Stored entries
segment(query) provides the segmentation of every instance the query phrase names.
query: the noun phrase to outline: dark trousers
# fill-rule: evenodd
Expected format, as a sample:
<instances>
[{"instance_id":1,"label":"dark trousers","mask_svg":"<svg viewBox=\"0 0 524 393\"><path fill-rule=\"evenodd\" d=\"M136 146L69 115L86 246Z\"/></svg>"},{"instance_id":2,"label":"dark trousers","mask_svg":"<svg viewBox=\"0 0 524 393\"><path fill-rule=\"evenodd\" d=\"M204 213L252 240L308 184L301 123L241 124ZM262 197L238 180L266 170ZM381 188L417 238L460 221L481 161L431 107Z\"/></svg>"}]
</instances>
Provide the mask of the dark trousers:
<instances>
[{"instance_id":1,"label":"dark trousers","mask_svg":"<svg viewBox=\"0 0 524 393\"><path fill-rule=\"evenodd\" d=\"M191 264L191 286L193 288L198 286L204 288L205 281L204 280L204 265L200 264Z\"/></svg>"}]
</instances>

=== Given request ===
Copy every line of the records above verbatim, with no changes.

=== Written answer ===
segment(query) provides the segmentation of every instance the query phrase names.
query: the noun phrase to outline: dark trousers
# fill-rule: evenodd
Expected format, as a sample:
<instances>
[{"instance_id":1,"label":"dark trousers","mask_svg":"<svg viewBox=\"0 0 524 393\"><path fill-rule=\"evenodd\" d=\"M136 146L69 115L86 246Z\"/></svg>"},{"instance_id":2,"label":"dark trousers","mask_svg":"<svg viewBox=\"0 0 524 393\"><path fill-rule=\"evenodd\" d=\"M204 213L252 240L308 184L301 123L241 124ZM262 197L238 180L266 170ZM381 188L417 238L460 221L481 161L431 107Z\"/></svg>"}]
</instances>
Provide the mask of the dark trousers:
<instances>
[{"instance_id":1,"label":"dark trousers","mask_svg":"<svg viewBox=\"0 0 524 393\"><path fill-rule=\"evenodd\" d=\"M191 264L191 286L193 288L198 286L204 288L205 281L204 280L204 265L200 264Z\"/></svg>"}]
</instances>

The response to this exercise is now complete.